— Start of DATASET ROWS —
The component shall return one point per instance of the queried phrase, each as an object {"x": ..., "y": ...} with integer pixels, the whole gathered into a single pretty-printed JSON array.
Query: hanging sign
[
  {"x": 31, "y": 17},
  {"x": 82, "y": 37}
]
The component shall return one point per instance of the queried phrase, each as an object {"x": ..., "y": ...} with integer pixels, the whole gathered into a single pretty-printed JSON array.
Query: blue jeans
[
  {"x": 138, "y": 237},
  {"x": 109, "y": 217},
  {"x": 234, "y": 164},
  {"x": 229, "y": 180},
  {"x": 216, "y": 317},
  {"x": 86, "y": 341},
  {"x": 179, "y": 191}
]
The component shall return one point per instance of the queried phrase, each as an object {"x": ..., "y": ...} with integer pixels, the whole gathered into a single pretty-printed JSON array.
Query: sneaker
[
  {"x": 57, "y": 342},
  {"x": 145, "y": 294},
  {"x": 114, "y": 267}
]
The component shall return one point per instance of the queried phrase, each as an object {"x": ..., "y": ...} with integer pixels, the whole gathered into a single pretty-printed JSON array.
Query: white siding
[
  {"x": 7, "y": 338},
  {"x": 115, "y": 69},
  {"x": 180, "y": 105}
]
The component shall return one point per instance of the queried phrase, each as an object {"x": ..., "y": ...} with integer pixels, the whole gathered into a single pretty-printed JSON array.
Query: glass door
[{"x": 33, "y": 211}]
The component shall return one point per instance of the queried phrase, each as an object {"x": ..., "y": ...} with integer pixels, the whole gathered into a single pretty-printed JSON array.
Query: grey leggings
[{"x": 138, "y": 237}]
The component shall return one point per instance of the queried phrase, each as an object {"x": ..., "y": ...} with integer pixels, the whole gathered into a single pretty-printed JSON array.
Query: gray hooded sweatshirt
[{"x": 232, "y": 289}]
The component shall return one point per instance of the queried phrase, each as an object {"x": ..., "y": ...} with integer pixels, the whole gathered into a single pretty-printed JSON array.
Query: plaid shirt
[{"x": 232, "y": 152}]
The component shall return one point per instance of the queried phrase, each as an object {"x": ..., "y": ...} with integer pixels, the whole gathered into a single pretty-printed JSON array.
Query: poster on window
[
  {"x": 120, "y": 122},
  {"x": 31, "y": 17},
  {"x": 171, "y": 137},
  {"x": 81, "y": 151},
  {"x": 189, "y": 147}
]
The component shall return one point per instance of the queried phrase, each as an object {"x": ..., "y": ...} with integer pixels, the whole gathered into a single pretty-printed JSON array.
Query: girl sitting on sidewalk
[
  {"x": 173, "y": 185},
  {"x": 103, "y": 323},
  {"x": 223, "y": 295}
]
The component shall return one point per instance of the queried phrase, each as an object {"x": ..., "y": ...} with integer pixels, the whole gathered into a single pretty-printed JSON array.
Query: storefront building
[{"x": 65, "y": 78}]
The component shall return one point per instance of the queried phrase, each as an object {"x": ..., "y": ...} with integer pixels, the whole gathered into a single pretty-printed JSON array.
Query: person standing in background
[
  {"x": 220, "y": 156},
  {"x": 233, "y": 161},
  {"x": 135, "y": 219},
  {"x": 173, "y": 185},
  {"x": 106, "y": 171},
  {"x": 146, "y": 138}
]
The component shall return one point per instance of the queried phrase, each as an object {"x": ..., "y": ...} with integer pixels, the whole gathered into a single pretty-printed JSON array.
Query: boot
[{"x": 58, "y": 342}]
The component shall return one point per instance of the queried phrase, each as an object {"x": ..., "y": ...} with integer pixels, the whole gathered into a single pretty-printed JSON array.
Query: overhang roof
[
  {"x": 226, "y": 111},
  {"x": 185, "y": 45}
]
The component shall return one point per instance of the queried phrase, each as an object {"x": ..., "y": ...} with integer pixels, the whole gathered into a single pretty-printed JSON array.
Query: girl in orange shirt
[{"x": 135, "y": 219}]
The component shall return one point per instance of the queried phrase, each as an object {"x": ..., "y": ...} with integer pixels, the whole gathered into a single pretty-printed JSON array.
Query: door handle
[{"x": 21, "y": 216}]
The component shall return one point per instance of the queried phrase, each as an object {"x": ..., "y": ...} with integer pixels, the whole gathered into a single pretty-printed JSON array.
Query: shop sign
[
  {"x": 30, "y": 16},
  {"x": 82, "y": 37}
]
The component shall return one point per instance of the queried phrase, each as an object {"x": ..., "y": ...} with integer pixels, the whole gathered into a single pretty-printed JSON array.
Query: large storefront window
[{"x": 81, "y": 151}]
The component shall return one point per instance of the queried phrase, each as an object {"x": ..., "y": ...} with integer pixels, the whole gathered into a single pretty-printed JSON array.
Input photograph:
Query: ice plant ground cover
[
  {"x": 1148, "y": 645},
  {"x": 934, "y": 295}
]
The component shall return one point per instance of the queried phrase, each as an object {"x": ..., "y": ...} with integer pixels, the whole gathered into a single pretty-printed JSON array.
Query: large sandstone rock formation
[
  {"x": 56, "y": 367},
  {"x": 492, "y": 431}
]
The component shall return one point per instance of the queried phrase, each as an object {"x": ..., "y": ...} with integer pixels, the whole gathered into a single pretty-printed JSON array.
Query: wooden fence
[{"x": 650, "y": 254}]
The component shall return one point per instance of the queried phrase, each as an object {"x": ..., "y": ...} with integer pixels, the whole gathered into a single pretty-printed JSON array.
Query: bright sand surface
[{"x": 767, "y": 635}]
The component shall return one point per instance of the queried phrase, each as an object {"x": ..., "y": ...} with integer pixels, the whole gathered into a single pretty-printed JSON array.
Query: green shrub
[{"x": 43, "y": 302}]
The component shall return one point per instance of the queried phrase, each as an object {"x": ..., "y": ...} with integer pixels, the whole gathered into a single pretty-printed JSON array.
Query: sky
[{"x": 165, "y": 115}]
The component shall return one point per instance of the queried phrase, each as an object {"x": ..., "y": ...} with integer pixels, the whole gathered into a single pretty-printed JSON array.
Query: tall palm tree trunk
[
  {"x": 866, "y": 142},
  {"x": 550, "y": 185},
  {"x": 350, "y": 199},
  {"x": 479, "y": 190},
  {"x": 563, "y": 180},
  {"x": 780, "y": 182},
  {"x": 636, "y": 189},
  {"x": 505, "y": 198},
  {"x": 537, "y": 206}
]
— End of DATASET ROWS —
WRITTEN TASK: Repeat the entries shown above, every one, word for word.

OUTPUT:
The component shall return one point per instance of the queried phrase, each as an object {"x": ..., "y": ...} with integer pixels, the whole gathered into a single pretty-printed JSON array.
Query: hanging sign
[
  {"x": 31, "y": 17},
  {"x": 82, "y": 37}
]
The component shall return one point per instance of the queried phrase, each as an object {"x": ..., "y": ...} with integer pixels, the whole gathered into a single pretty-printed JSON array.
Query: blue jeans
[
  {"x": 138, "y": 237},
  {"x": 109, "y": 217},
  {"x": 234, "y": 164},
  {"x": 229, "y": 180},
  {"x": 216, "y": 317},
  {"x": 86, "y": 341},
  {"x": 179, "y": 191}
]
The component shall return one point per instance of the queried phrase, each as an object {"x": ..., "y": ...} with integer pixels, the whole gathered into a single pretty-printed JSON array.
Query: sneaker
[
  {"x": 57, "y": 342},
  {"x": 145, "y": 294},
  {"x": 114, "y": 267}
]
The component shall return one point per instance of the queried phrase, each as an object {"x": ..., "y": ...} with integer pixels, the whole gathered into a single pretty-printed JSON array.
Query: white siding
[
  {"x": 7, "y": 338},
  {"x": 115, "y": 69},
  {"x": 180, "y": 105}
]
The component shall return one point per instance of the queried phrase, each as an object {"x": ..., "y": ...} with integer pixels, the whole gathered into a single pretty-printed JSON array.
Query: glass door
[{"x": 33, "y": 211}]
The component shall return one point per instance of the queried phrase, each as an object {"x": ..., "y": ...} with integer pixels, the whole gathered into a single pretty-printed JSON array.
Query: grey leggings
[{"x": 138, "y": 237}]
The component shall return one point per instance of the queried phrase, each as an object {"x": ..., "y": ...} with integer pixels, the whole gathered into a single pretty-printed JSON array.
Query: gray hooded sweatshirt
[{"x": 232, "y": 289}]
The component shall return one point per instance of the queried phrase, each as an object {"x": ..., "y": ...} with integer pixels, the whole gathered into a single pretty-printed JSON array.
Query: plaid shirt
[{"x": 232, "y": 152}]
The component shall return one point per instance of the queried phrase, each as an object {"x": ..., "y": ...} with integer pixels, the whole gathered into a single pretty-printed JSON array.
Query: poster on window
[
  {"x": 120, "y": 122},
  {"x": 31, "y": 17},
  {"x": 171, "y": 137},
  {"x": 81, "y": 151},
  {"x": 189, "y": 147}
]
The component shall return one point per instance of the queried phrase, each as an object {"x": ..., "y": ...} with integer pixels, the whole gathered into a single pretty-printed JSON array.
Query: girl sitting on sidewalk
[
  {"x": 173, "y": 185},
  {"x": 103, "y": 323},
  {"x": 223, "y": 295}
]
The component shall return one point per instance of the queried phrase, each as an object {"x": ..., "y": ...} with integer pixels, the whole gathered into a single pretty-printed JSON array.
Query: storefront building
[{"x": 65, "y": 78}]
The component shall return one point per instance of the queried phrase, each as an object {"x": ..., "y": ...} with integer pixels, the whole gathered into a single pretty-printed JSON array.
Query: person standing in background
[
  {"x": 220, "y": 156},
  {"x": 233, "y": 161},
  {"x": 135, "y": 219},
  {"x": 173, "y": 185},
  {"x": 106, "y": 171},
  {"x": 146, "y": 138}
]
The component shall return one point per instance of the queried phrase, each as an object {"x": ..., "y": ...} with integer pixels, the whole gathered into a single pretty-printed JSON array.
Query: boot
[{"x": 58, "y": 342}]
The component shall return one point per instance of the queried phrase, each as an object {"x": ..., "y": ...} with integer pixels, the whole gathered into a single pretty-printed JSON array.
Query: overhang roof
[
  {"x": 226, "y": 111},
  {"x": 185, "y": 45}
]
The component shall return one point per instance of the queried phrase, each as an object {"x": ..., "y": ...} with integer pixels, the whole gathered into a single pretty-printed JSON array.
Query: girl in orange shirt
[{"x": 135, "y": 219}]
The component shall return one point per instance of the queried phrase, each as an object {"x": ..., "y": ...} with integer pixels, the whole gathered into a single pretty-printed JSON array.
Query: door handle
[{"x": 21, "y": 216}]
The component shall return one point per instance of the queried phrase, each as an object {"x": ..., "y": ...} with integer pixels, the whole gathered into a single pretty-printed JSON array.
Query: shop sign
[
  {"x": 30, "y": 16},
  {"x": 82, "y": 37}
]
The component shall return one point per instance of the queried phrase, each as an object {"x": ..., "y": ...} with integer pixels, the whole gathered into a single pretty-printed JSON array.
Query: large storefront window
[{"x": 81, "y": 151}]
The component shall return one point per instance of the queried phrase, each as an object {"x": ..., "y": ...} with integer pixels, the whole gathered into a single pretty-printed JSON array.
Input photograph:
Query: ice plant ground cover
[
  {"x": 1148, "y": 645},
  {"x": 934, "y": 295}
]
The component shall return one point per instance of the queried phrase, each as an object {"x": ..., "y": ...} with integer pixels, the whole gathered into a single pretty-printed JSON array.
Query: large sandstone rock formation
[
  {"x": 56, "y": 367},
  {"x": 492, "y": 431}
]
The component shall return one point per instance of the queried phrase, each as an object {"x": ..., "y": ...} with integer pixels, the whole gathered into a single pretty-printed JSON array.
Query: wooden fence
[{"x": 650, "y": 254}]
The component shall return one point per instance of the queried phrase, each as an object {"x": ..., "y": ...} with integer pixels, the whole gathered into a single pretty-printed JSON array.
Query: bright sand surface
[{"x": 767, "y": 635}]
The component shall return one point per instance of the queried phrase, each as an object {"x": ..., "y": ...} with integer pixels, the whole gathered into a single pretty-printed JSON array.
Query: green shrub
[{"x": 43, "y": 302}]
The component shall return one point per instance of the queried phrase, each as an object {"x": ..., "y": ...} with integer pixels, the whole gathered into a single pretty-printed JSON array.
Query: sky
[{"x": 165, "y": 115}]
The component shall return one point per instance of the queried phrase, each as an object {"x": ..., "y": ...} with integer pixels, the whole gathered into a single pretty-printed JSON array.
Query: tall palm tree trunk
[
  {"x": 866, "y": 142},
  {"x": 550, "y": 185},
  {"x": 350, "y": 199},
  {"x": 479, "y": 190},
  {"x": 563, "y": 180},
  {"x": 780, "y": 182},
  {"x": 636, "y": 189},
  {"x": 505, "y": 198},
  {"x": 537, "y": 206}
]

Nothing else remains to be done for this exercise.